§ **Selected passage**:
One thing that bothers me is the 'relational databases are good enough' statement, that is repeated in other contexts as well.
But especially here, where we're talking about reducing complexity, it feels off to me. PostgreSQL and MySQL seem to me like incredibly complex packages. SQL, the language, is not easy to master either; most programmers I meet know mostly basics. On top of that, there's a long ongoing history of security malpractice.
When talking about reducing complexity, CouchDB and Redis are far easier alternatives, in my humble opinion, though they go slightly against 'use the tools developers know'.
The implementation of PostgreSQL is complex, no doubt about that. But if you need strong data consistency and durability guarantees, it provides a rock-solid foundation.
SQL might take some getting used, but it is also not rocket science. It shouldn't take more than a week's study to master the basics. There is of course a lot of awful SQL code out there, exactly because most programmers don't even know the basics. You can do incredibly powerful things in it that would take 10x the code in an OO/procedural language. In my opinion dumping an ORM on top is also not the best way to leverage the strengths of an RDBM.

§ **Data section**:

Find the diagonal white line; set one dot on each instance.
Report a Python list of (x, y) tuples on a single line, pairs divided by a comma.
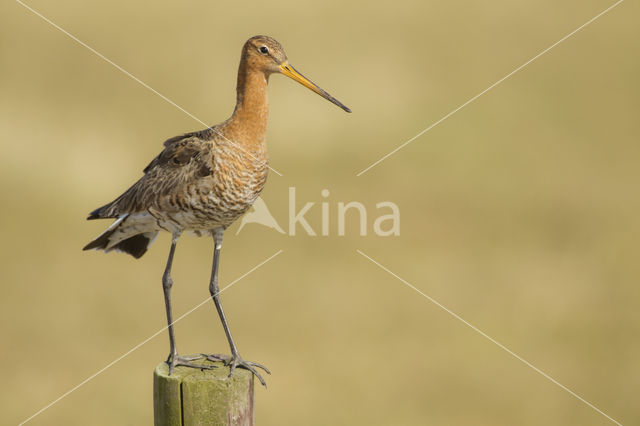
[(491, 339), (145, 85), (488, 88), (102, 370)]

§ **The tasks**:
1: In the database discussion, which two systems does the first poster call far easier alternatives for reducing complexity?
2: Carry on the database discussion from its last sentence, in the same forum voice.

§ **The answers**:
1: CouchDB and Redis.

2:
It is slightly ironic that you bring up security malpractice in the context of PostgreSQL, when in the next sentence you advocate Redis as a far easier alternative. As was recently in the news the Redis defaults were for a long time insecure (google for Fairware ransomware).
> In my opinion dumping an ORM on top is also not the best way to leverage the strengths of an RDBM.
I agree. Unfortunately, the way I see people usually using them is pretty bad - you should not let ORM-generated stuff dictate your business model. Database is a database. A storage layer. Business objects will not map 1:1 to ORM objects. Approaches like "let's inherit from ORM class and add business-related methods", in my experience, lead to total disaster. One has to respect the boundary between storage layer and business model layer.
I'm aware of the different approaches (mostly from reading Fowler's PoEAA), but currently we use an Active Record-style ORM with a few extra features (like Class Table Inheritance) and we haven't found any major issues with this approach. What was the worst case scenario you experienced with the 1:1 approach?
Over the past 5 years I've been in two projects using 1:1 ORM Active Record == business model base approach. One completely failed in part because of this, second is barely manageable, but I managed to save it by moving business code mostly to the outside of Active Record classes.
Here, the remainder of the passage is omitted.